WHAT IS EXPECTED: From the material below, reproduce exactly the stretch of lines that begins with the line holding "Mark the running" and ends with the line holding "column 170, row 117", skipping the pictures.

THE DATA:
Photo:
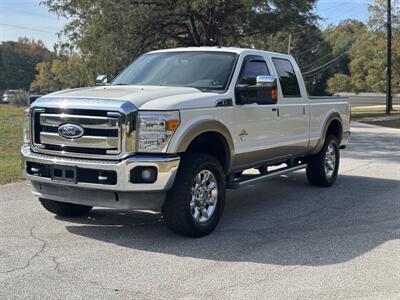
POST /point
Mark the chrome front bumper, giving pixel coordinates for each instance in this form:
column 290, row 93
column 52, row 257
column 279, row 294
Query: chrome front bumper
column 166, row 166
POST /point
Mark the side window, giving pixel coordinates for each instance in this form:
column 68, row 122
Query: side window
column 251, row 69
column 287, row 78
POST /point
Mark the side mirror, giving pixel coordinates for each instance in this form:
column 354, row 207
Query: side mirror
column 101, row 80
column 264, row 92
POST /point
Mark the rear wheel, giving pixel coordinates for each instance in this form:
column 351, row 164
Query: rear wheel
column 64, row 209
column 194, row 205
column 323, row 167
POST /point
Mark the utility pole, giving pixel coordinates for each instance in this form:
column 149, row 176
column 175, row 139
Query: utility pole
column 389, row 59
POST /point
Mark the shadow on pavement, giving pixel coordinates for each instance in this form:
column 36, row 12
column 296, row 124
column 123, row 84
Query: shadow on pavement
column 283, row 221
column 376, row 146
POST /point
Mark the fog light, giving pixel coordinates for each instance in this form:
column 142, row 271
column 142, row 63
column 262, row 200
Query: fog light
column 143, row 174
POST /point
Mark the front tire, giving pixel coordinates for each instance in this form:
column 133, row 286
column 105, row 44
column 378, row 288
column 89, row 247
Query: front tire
column 194, row 205
column 323, row 167
column 64, row 209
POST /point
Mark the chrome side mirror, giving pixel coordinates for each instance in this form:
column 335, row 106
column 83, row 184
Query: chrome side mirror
column 266, row 81
column 101, row 80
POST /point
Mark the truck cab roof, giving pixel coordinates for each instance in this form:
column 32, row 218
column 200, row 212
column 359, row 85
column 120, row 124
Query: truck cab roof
column 219, row 49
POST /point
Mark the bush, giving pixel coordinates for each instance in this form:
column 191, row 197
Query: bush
column 20, row 99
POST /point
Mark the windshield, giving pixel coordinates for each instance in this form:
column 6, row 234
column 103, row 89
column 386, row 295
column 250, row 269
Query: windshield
column 202, row 70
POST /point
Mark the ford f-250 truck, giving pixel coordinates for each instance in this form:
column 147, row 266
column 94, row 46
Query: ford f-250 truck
column 175, row 129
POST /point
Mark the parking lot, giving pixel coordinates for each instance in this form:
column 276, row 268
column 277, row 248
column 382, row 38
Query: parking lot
column 278, row 239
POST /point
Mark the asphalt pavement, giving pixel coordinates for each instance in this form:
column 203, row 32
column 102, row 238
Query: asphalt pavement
column 278, row 239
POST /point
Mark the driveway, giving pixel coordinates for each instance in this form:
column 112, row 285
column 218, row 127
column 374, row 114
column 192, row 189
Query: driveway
column 278, row 239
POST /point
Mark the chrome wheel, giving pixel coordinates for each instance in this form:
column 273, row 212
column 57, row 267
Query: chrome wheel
column 330, row 161
column 204, row 196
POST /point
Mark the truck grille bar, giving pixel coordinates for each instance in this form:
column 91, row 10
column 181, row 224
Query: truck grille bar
column 106, row 134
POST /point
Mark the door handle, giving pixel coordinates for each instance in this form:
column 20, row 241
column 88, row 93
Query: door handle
column 276, row 110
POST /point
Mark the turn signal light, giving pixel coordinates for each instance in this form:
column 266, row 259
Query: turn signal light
column 171, row 125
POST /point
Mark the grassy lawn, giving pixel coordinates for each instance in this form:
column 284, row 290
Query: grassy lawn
column 11, row 124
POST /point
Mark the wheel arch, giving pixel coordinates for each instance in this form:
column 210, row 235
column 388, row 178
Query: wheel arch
column 332, row 126
column 208, row 137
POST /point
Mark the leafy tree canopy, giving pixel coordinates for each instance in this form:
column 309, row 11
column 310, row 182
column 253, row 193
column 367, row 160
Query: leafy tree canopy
column 18, row 61
column 112, row 33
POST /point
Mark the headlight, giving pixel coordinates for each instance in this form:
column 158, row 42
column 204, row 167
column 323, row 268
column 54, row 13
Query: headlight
column 26, row 130
column 155, row 130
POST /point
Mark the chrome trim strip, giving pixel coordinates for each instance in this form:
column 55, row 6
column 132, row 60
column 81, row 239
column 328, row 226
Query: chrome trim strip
column 167, row 167
column 86, row 141
column 94, row 122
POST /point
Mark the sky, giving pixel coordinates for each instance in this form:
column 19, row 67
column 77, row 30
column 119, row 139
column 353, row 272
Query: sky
column 28, row 18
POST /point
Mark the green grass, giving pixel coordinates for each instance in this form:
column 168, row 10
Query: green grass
column 11, row 124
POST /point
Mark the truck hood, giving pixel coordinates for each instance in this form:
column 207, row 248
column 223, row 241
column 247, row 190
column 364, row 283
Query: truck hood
column 143, row 97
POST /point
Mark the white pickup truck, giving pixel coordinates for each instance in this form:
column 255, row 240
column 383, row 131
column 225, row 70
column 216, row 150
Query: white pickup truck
column 175, row 129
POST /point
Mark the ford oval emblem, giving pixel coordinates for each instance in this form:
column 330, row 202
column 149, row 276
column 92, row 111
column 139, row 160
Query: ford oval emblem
column 70, row 131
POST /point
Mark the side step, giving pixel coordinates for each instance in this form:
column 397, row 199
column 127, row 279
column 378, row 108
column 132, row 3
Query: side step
column 247, row 179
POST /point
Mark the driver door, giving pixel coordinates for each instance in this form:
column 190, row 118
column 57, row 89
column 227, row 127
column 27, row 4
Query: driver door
column 257, row 131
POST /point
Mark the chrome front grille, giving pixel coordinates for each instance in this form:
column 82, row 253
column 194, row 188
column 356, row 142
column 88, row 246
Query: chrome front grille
column 106, row 134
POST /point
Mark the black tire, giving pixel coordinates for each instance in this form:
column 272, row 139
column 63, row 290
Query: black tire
column 176, row 210
column 316, row 172
column 64, row 209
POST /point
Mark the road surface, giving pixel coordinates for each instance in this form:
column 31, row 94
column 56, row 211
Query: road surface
column 279, row 239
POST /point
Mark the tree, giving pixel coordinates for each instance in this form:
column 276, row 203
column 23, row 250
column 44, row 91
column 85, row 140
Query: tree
column 339, row 83
column 110, row 34
column 18, row 61
column 62, row 73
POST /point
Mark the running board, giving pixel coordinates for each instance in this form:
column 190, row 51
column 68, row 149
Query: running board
column 248, row 179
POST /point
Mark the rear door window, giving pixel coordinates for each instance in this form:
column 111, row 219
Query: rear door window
column 287, row 78
column 253, row 66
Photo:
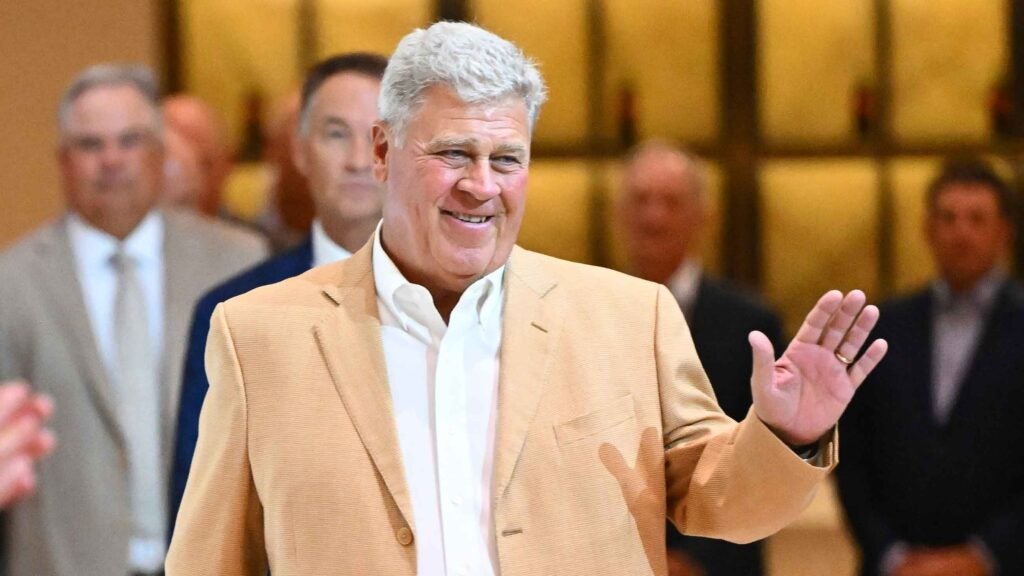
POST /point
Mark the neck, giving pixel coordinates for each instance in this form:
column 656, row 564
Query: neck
column 657, row 271
column 350, row 235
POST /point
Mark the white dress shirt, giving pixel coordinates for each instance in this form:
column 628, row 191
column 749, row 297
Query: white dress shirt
column 684, row 284
column 443, row 381
column 325, row 249
column 98, row 278
column 97, row 275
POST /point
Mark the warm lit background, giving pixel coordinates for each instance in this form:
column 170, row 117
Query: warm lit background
column 822, row 122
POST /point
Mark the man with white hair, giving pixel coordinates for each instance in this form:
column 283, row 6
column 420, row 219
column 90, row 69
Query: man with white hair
column 446, row 403
column 94, row 309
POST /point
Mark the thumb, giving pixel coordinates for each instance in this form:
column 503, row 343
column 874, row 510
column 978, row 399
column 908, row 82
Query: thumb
column 764, row 360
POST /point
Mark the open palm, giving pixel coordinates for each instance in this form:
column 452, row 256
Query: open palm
column 802, row 395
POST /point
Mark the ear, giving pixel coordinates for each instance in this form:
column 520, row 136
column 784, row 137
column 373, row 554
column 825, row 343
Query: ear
column 381, row 148
column 299, row 157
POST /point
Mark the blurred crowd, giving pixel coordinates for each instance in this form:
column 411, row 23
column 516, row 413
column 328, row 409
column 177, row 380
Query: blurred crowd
column 104, row 313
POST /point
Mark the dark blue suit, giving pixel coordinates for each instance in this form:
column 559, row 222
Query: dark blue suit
column 195, row 383
column 905, row 477
column 720, row 321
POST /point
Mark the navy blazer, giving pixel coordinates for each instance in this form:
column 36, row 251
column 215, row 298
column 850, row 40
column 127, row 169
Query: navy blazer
column 720, row 321
column 195, row 383
column 904, row 477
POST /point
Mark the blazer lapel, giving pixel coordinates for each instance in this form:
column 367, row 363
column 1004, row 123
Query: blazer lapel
column 62, row 288
column 349, row 339
column 531, row 321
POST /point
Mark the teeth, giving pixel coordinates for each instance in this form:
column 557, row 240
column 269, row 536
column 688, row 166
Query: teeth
column 469, row 218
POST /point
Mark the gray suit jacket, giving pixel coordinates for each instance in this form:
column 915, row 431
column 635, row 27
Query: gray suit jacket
column 78, row 523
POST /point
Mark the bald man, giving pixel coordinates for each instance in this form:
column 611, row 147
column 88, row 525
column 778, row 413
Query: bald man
column 664, row 211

FINAL ANSWER:
Mark the running board, giving pixel coordinates for each instance in this form:
column 190, row 51
column 68, row 149
Query: running board
column 248, row 179
POST /point
Mark the rear door window, giving pixel coordinates for each instance in this form:
column 111, row 219
Query: rear door window
column 287, row 78
column 253, row 66
Photo:
POST /point
Mark the neck, giving pixel coordinates for each instance in this form:
column 656, row 564
Query: neck
column 657, row 271
column 350, row 235
POST /point
Mark the white dress shirt, giving pixel coordinates for each instance in this form:
column 628, row 191
column 749, row 297
Query: white dress shirt
column 684, row 284
column 443, row 381
column 325, row 249
column 98, row 278
column 97, row 275
POST /point
Mark the warm lit background, giving pixel coordinates for each instance in this form:
column 170, row 117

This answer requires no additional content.